→ **YOUR OBJECTIVE**: Render every line of the material below as a Markdown table with the columns Row and Line, numbering each line in order and leaving out blank lines.

→ **EXTRACTED DATA**:
>> Start

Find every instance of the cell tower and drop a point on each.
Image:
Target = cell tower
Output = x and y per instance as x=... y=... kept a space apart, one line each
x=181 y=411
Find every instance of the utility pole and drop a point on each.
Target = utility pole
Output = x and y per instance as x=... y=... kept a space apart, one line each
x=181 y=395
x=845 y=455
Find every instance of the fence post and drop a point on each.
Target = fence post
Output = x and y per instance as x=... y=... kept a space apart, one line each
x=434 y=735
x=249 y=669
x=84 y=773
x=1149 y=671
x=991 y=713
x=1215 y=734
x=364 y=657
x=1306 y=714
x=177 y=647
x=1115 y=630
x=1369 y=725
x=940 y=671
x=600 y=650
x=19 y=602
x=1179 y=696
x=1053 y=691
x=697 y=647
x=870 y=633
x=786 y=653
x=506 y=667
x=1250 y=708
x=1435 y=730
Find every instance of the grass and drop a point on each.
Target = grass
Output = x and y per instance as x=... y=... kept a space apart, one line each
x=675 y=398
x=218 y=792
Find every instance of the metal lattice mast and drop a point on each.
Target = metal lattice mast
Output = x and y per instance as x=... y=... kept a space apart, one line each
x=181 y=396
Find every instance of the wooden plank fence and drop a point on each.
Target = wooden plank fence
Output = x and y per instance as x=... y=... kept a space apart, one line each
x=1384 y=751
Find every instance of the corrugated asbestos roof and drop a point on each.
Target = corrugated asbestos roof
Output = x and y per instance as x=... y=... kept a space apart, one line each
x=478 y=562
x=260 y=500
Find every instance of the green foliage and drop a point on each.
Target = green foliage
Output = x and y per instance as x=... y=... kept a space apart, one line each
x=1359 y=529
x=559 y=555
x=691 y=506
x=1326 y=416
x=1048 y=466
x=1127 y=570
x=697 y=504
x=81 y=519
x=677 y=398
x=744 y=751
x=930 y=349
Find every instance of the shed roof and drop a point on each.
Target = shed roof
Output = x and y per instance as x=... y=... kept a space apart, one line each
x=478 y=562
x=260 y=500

>> End

→ **FULL OUTPUT**:
| Row | Line |
|---|---|
| 1 | Find every instance of the cell tower and drop a point on each. |
| 2 | Image: |
| 3 | Target = cell tower |
| 4 | Output = x and y per instance as x=... y=... kept a space apart, one line each |
| 5 | x=181 y=411 |
| 6 | Find every instance of the utility pole and drop a point on each. |
| 7 | Target = utility pole |
| 8 | Output = x and y per instance as x=... y=... kept a space apart, one line each |
| 9 | x=181 y=395 |
| 10 | x=845 y=455 |
| 11 | Find every instance of the fence post and drop a point on each. |
| 12 | Target = fence post |
| 13 | Output = x and y per instance as x=... y=... kept a space apart, one line each |
| 14 | x=434 y=735 |
| 15 | x=249 y=669 |
| 16 | x=84 y=773 |
| 17 | x=1149 y=671 |
| 18 | x=991 y=713 |
| 19 | x=1215 y=734 |
| 20 | x=364 y=657 |
| 21 | x=1306 y=714 |
| 22 | x=177 y=647 |
| 23 | x=1115 y=630 |
| 24 | x=1369 y=725 |
| 25 | x=940 y=671 |
| 26 | x=600 y=650 |
| 27 | x=19 y=602 |
| 28 | x=1179 y=696 |
| 29 | x=1053 y=691 |
| 30 | x=697 y=647 |
| 31 | x=870 y=633 |
| 32 | x=786 y=653 |
| 33 | x=506 y=667 |
| 34 | x=1250 y=708 |
| 35 | x=1435 y=730 |
| 36 | Find every instance of the grass and drop a point on each. |
| 37 | Target = grass |
| 38 | Output = x and y per instance as x=... y=... kept a space apart, one line each |
| 39 | x=675 y=398 |
| 40 | x=218 y=792 |
| 41 | Find every instance of the metal lattice mast and drop a point on each. |
| 42 | Target = metal lattice mast |
| 43 | Output = x and y per instance as x=... y=... kept a space apart, one line each |
| 44 | x=181 y=396 |
| 45 | Find every instance of the wooden plank fence and drop a point on each. |
| 46 | Target = wooden plank fence |
| 47 | Output = x and y per instance as x=... y=... kept a space apart, one line each |
| 48 | x=1384 y=751 |
| 49 | Find every instance of the corrugated asbestos roof and drop a point on each. |
| 50 | Target = corrugated asbestos roof |
| 51 | Output = x and y per instance as x=... y=... kept a space apart, one line each |
| 52 | x=478 y=562 |
| 53 | x=260 y=500 |
| 54 | Find every instance of the green foliage and drop a point on each. |
| 55 | Target = green foliage |
| 56 | Output = x and y per instance as x=... y=... kept a space apart, one line each |
| 57 | x=1359 y=529 |
| 58 | x=559 y=555 |
| 59 | x=691 y=506 |
| 60 | x=1326 y=416 |
| 61 | x=1048 y=466 |
| 62 | x=1127 y=570 |
| 63 | x=697 y=504 |
| 64 | x=81 y=519 |
| 65 | x=677 y=398 |
| 66 | x=744 y=751 |
| 67 | x=930 y=349 |
| 68 | Find every instance of the shed roof and drop a point on each. |
| 69 | Target = shed roof |
| 70 | Output = x and y per instance as x=... y=... kept a space apart, one line each |
| 71 | x=478 y=562 |
| 72 | x=260 y=500 |